---- TRECHO FORNECIDO

A ideia até aqui era o fim do direito de um indivíduo no início do de outro. Não tínhamos muito a consciência da coletividade no processo. Decoramos a frase “seu direito termina onde começa o meu”. É uma visão muito individualista. Abríamos um processo individual, resolvíamos as demandas, até que houve uma crise. Vamos ver do que se trata essa crise.

Processos individuais crescem absurdamente ano após ano. São dados da justiça em números, levantamento do Conselho Nacional de Justiça. Havia em trâmite 87 milhões de processos em 2010. Média de nove milhões a mais por ano em comparação com o ano anterior. Em 2007 havia 50 milhões. O problema é que, se houvesse 27 milhões de novos entrando e 27 milhões saindo, seria ótimo. Mas o congestionamento gira em torno de 70%. Dos 27 milhões novos, algo em torno de 19 ou 18 permanecerão aguardando resolução na passagem do ano. E isso vai acumulando. Imaginem que um juiz receba 100 processos, e só julgue 30. No ano seguinte, ele recebe outros 100, mas só julgará 30. Sobram 140 para o terceiro ano. No final do segundo ele já tem um congestionamento equivalente à capacidade de cinco anos de trabalho. Óbvio que há uma crise. Na Justiça do Trabalho o congestionamento é um pouco menor, de 50% e não de 70%. A justiça consegue ser um pouco mais eficaz na jurisdição trabalhista, até pelo objetivo da persecução do crédito de natureza alimentar.

Temos quase um processo por habitante. Sim, remova os incapazes deste raciocínio. 160 milhões de pessoas, um processo por cidadão, já que há 80, e cada processo tem duas partes. Sem contar com a participação do Estado, que às vezes toma decisões administrativas estapafúrdias e enseja ações judiciais, ou litiga diretamente. O Estado também vai até a última instância independente do custo. Os governantes, quando podem, jogam para a gestão seguinte. Enrolam a dívida processual.

Cada brasileiro paga cerca de 197 reais por processo em trâmite. Custa R$ 37 bilhões por ano a atividade do Judiciário. Corresponde a 1,2% do PIB brasileiro.

--------
---- LISTAGEM FORNECIDA

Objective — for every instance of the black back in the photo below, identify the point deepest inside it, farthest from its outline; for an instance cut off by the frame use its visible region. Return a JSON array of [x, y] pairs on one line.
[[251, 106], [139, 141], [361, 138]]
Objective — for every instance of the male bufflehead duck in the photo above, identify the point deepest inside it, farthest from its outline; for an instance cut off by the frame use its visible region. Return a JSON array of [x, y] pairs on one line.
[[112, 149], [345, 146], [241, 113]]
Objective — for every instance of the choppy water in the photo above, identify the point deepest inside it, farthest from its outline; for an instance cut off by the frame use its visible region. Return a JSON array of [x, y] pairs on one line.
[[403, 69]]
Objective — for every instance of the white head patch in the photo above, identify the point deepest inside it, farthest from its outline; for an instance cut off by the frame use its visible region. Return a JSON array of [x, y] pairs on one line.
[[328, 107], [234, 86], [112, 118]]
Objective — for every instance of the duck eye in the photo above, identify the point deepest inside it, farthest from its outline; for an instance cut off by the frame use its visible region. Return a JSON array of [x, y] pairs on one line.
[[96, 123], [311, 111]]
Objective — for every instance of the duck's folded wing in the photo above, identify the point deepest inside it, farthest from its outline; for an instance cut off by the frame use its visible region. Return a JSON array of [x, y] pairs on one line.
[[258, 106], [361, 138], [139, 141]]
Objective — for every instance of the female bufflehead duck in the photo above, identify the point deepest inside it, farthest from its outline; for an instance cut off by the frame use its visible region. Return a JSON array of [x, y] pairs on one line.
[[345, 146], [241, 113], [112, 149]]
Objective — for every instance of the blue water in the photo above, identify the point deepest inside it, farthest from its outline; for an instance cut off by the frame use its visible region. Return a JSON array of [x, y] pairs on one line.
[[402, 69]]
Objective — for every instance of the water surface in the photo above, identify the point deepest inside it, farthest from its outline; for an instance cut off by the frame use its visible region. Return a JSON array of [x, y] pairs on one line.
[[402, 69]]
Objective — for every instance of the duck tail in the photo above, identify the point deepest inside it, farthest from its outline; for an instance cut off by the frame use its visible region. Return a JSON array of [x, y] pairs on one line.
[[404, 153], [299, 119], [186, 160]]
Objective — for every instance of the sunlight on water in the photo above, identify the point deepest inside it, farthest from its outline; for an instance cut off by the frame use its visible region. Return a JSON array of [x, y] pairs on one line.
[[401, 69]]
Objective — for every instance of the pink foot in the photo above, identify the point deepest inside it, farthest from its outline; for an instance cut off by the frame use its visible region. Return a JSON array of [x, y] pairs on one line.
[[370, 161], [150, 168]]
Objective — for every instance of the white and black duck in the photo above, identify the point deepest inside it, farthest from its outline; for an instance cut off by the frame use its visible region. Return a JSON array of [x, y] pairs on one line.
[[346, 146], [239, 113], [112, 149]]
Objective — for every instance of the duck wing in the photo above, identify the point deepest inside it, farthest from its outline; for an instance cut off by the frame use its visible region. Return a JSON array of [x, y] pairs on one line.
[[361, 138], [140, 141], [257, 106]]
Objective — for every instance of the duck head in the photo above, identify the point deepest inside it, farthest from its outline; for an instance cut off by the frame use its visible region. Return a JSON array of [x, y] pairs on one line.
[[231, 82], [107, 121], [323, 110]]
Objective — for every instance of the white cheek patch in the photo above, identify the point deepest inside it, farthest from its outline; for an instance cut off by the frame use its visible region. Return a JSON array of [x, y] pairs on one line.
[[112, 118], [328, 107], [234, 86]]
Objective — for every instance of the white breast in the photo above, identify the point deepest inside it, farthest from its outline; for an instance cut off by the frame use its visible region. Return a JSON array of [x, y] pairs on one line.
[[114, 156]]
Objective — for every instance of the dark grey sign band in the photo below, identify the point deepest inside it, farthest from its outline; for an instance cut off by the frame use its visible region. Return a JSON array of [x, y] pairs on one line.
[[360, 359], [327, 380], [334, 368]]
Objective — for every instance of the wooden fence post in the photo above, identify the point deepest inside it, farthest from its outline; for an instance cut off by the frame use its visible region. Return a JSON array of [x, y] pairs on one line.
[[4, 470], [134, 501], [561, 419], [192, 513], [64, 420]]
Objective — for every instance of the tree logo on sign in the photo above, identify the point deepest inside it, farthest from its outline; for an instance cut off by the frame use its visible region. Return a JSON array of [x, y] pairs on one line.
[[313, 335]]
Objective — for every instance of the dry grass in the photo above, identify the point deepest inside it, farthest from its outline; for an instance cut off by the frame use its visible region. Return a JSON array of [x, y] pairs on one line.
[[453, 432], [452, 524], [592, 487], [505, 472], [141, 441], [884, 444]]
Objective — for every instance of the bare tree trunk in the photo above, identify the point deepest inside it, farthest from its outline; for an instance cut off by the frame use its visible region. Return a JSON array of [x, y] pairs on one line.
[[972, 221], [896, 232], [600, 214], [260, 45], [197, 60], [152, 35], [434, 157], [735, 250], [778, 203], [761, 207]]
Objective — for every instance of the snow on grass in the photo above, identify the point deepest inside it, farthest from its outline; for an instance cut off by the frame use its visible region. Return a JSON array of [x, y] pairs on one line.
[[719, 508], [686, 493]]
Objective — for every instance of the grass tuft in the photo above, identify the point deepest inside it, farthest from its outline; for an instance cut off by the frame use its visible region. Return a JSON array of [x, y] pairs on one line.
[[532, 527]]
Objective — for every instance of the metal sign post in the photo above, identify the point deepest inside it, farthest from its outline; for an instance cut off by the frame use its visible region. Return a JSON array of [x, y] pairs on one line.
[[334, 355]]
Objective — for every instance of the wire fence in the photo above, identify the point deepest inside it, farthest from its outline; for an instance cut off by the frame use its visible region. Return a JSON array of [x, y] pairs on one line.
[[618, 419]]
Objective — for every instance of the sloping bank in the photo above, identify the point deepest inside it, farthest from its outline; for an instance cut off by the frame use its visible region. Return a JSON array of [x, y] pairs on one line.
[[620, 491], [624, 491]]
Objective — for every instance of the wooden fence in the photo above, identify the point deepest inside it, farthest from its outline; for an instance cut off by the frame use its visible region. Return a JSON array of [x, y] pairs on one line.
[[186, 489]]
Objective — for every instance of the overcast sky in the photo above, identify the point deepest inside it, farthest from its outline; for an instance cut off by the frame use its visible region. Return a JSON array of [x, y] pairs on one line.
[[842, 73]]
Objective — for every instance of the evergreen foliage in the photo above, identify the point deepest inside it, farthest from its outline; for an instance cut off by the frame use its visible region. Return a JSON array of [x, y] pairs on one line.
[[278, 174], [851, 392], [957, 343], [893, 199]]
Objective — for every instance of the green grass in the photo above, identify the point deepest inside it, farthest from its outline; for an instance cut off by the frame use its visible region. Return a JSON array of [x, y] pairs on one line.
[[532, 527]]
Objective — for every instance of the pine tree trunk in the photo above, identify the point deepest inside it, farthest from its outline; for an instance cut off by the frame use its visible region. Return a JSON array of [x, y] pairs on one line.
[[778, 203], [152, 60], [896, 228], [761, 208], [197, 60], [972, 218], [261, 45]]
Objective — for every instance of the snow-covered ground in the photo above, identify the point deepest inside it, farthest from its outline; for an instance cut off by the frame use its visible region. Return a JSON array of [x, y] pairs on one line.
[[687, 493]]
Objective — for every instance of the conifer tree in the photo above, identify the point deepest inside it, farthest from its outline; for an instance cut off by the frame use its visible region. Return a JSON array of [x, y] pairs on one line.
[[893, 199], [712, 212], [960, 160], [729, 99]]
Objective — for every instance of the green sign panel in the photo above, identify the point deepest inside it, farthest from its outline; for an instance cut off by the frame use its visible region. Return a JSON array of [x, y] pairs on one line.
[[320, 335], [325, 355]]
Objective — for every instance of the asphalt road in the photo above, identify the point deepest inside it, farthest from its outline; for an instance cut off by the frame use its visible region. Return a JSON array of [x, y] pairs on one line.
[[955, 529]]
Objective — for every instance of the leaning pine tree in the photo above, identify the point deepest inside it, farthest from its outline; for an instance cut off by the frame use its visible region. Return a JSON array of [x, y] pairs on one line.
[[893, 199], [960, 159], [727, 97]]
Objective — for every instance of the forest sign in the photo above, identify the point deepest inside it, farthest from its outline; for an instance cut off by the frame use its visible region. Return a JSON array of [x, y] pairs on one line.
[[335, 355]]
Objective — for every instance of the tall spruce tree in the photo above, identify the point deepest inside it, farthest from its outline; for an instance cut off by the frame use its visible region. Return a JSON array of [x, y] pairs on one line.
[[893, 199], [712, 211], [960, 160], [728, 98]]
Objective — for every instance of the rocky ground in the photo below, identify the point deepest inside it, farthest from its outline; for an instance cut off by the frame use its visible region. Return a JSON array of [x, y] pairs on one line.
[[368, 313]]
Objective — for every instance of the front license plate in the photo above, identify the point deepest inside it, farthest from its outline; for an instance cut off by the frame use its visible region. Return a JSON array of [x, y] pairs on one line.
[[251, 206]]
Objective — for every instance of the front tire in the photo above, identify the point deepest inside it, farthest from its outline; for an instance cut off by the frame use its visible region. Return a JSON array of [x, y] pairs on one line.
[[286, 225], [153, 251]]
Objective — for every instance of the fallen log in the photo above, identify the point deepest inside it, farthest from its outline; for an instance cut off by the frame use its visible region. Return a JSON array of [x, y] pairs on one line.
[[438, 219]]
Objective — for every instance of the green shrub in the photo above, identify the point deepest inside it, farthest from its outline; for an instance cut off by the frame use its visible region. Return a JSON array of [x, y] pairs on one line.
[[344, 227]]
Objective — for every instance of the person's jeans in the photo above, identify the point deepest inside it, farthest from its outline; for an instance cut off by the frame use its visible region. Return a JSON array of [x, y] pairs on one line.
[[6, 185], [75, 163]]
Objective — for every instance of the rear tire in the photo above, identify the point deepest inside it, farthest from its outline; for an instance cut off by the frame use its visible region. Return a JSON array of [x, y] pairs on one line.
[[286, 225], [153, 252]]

--------

TAREFA ESCRITA A:
Com base no trecho fornecido, responda às perguntas abaixo:
(i) Quantos processos havia em trâmite em 2010?
(ii) De quanto é o congestionamento na Justiça do Trabalho?
(iii) Quanto custa por ano a atividade do Judiciário?
TAREFA ESCRITA B:
Devolva todas as linhas da listagem em que aparece a palavra "tire", levando em conta a diferença entre maiúsculas e minúsculas.

RESPOSTA ESCRITA A:
(i) Havia 87 milhões de processos em trâmite em 2010.
(ii) O congestionamento na Justiça do Trabalho é de 50%.
(iii) A atividade do Judiciário custa R$ 37 bilhões por ano.

RESPOSTA ESCRITA B:
Objective — for every instance of the front tire in the photo above, identify the point deepest inside it, farthest from its outline; for an instance cut off by the frame use its visible region. Return a JSON array of [x, y] pairs on one line.
Objective — for every instance of the rear tire in the photo above, identify the point deepest inside it, farthest from its outline; for an instance cut off by the frame use its visible region. Return a JSON array of [x, y] pairs on one line.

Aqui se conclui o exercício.